Exercise objective - Recast all of the rows below as a numbered list, leaving out blank lines. Omit the picture from your answer.

___ Stored records

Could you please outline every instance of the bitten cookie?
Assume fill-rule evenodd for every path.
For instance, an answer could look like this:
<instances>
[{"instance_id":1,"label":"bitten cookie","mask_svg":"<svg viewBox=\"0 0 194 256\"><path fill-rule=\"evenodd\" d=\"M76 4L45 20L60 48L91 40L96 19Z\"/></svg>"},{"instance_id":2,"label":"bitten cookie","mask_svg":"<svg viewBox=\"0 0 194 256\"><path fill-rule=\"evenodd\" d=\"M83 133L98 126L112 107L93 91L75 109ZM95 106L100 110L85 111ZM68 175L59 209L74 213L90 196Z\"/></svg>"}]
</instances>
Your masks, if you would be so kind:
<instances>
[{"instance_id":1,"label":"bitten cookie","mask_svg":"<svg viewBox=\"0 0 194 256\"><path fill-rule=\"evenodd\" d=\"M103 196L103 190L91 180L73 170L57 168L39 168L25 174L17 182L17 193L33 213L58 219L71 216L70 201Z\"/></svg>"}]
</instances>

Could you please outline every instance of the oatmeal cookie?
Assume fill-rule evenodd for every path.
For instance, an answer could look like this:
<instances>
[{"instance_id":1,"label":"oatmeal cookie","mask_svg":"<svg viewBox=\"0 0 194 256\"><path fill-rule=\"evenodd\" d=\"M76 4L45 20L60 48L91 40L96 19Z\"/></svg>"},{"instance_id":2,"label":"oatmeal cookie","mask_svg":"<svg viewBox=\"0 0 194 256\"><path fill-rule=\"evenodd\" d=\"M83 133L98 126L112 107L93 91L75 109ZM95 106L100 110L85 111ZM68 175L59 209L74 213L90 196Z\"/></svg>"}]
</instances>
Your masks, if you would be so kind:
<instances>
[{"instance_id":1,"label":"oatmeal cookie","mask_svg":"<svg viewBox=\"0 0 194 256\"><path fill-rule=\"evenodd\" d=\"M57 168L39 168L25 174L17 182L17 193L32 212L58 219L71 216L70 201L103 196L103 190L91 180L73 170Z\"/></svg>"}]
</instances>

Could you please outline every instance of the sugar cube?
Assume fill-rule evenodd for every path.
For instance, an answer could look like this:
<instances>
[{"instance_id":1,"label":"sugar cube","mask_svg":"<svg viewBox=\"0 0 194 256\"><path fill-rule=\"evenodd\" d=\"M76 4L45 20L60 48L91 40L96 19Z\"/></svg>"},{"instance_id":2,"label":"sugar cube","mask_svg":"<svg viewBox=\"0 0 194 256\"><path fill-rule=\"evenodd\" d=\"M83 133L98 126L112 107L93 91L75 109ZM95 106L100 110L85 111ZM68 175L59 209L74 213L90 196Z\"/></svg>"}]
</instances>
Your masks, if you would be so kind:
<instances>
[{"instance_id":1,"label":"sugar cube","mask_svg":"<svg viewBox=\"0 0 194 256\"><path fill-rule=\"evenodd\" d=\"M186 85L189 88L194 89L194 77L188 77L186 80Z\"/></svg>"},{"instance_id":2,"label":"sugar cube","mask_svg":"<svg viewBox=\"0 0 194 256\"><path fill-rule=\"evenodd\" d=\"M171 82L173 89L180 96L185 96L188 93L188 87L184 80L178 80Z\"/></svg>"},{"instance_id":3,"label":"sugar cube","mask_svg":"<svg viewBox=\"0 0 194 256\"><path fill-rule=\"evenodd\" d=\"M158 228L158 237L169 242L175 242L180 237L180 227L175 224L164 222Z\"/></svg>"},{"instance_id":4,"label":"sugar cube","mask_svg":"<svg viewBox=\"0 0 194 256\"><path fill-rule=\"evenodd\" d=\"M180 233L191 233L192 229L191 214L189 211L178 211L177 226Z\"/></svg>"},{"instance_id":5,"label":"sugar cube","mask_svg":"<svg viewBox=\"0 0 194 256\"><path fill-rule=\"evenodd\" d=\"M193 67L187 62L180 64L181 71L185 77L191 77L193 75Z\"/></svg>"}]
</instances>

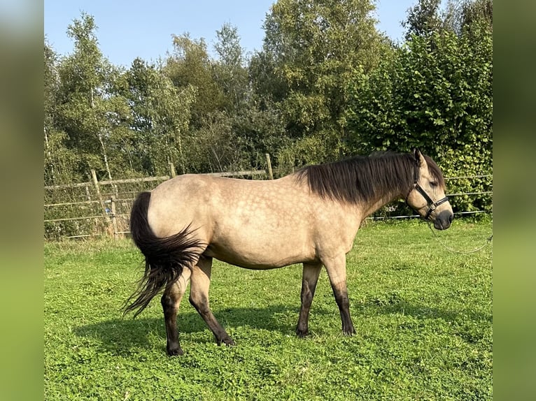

______

Result for this task -
1. Could you please outline every instance of the bitten cookie?
2. Assume fill-rule evenodd for every path.
3. For instance, an answer could look like this:
4. <instances>
5. [{"instance_id":1,"label":"bitten cookie","mask_svg":"<svg viewBox=\"0 0 194 256\"><path fill-rule=\"evenodd\" d=\"M76 4L45 20L60 48L91 40L96 19Z\"/></svg>"},{"instance_id":2,"label":"bitten cookie","mask_svg":"<svg viewBox=\"0 0 194 256\"><path fill-rule=\"evenodd\" d=\"M83 133L98 126L112 107L93 91L75 109ZM95 106L100 110L85 111ZM68 175L59 209L74 213L90 196Z\"/></svg>"}]
6. </instances>
7. Your masks, if you would be so kind:
8. <instances>
9. [{"instance_id":1,"label":"bitten cookie","mask_svg":"<svg viewBox=\"0 0 194 256\"><path fill-rule=\"evenodd\" d=\"M103 196L103 190L91 180L73 170L57 168L39 168L25 174L17 182L17 193L33 213L58 219L71 216L70 201Z\"/></svg>"}]
10. </instances>
11. Could you please outline every instance of the oatmeal cookie?
12. Assume fill-rule evenodd for every path.
13. For instance, an answer could look like this:
14. <instances>
15. [{"instance_id":1,"label":"oatmeal cookie","mask_svg":"<svg viewBox=\"0 0 194 256\"><path fill-rule=\"evenodd\" d=\"M76 4L45 20L60 48L91 40L96 19Z\"/></svg>"},{"instance_id":2,"label":"oatmeal cookie","mask_svg":"<svg viewBox=\"0 0 194 256\"><path fill-rule=\"evenodd\" d=\"M83 133L98 126L112 107L93 91L75 109ZM95 106L100 110L85 111ZM68 175L59 209L74 213L90 196Z\"/></svg>"}]
16. </instances>
17. Your masks, if you would be so kind:
18. <instances>
19. [{"instance_id":1,"label":"oatmeal cookie","mask_svg":"<svg viewBox=\"0 0 194 256\"><path fill-rule=\"evenodd\" d=\"M57 168L39 168L25 174L17 182L17 193L32 212L58 219L71 216L70 201L103 196L103 190L91 180L73 170Z\"/></svg>"}]
20. </instances>
21. Could you please outline every instance of the sugar cube?
22. Assume fill-rule evenodd for every path.
23. For instance, an answer could look like this:
24. <instances>
25. [{"instance_id":1,"label":"sugar cube","mask_svg":"<svg viewBox=\"0 0 194 256\"><path fill-rule=\"evenodd\" d=\"M76 4L45 20L60 48L91 40L96 19Z\"/></svg>"},{"instance_id":2,"label":"sugar cube","mask_svg":"<svg viewBox=\"0 0 194 256\"><path fill-rule=\"evenodd\" d=\"M83 133L98 126L112 107L93 91L75 109ZM95 106L100 110L85 111ZM68 175L59 209L74 213L90 196Z\"/></svg>"}]
26. </instances>
27. Your masks, if you would be so kind:
28. <instances>
29. [{"instance_id":1,"label":"sugar cube","mask_svg":"<svg viewBox=\"0 0 194 256\"><path fill-rule=\"evenodd\" d=\"M186 85L189 88L194 89L194 77L188 77L186 80Z\"/></svg>"},{"instance_id":2,"label":"sugar cube","mask_svg":"<svg viewBox=\"0 0 194 256\"><path fill-rule=\"evenodd\" d=\"M171 82L173 89L180 96L185 96L188 93L188 87L184 80L178 80Z\"/></svg>"},{"instance_id":3,"label":"sugar cube","mask_svg":"<svg viewBox=\"0 0 194 256\"><path fill-rule=\"evenodd\" d=\"M158 228L158 237L169 242L175 242L180 237L180 227L175 224L164 222Z\"/></svg>"},{"instance_id":4,"label":"sugar cube","mask_svg":"<svg viewBox=\"0 0 194 256\"><path fill-rule=\"evenodd\" d=\"M180 233L191 233L192 229L191 214L189 211L178 211L177 226Z\"/></svg>"},{"instance_id":5,"label":"sugar cube","mask_svg":"<svg viewBox=\"0 0 194 256\"><path fill-rule=\"evenodd\" d=\"M193 67L187 62L180 64L181 71L185 77L191 77L193 75Z\"/></svg>"}]
30. </instances>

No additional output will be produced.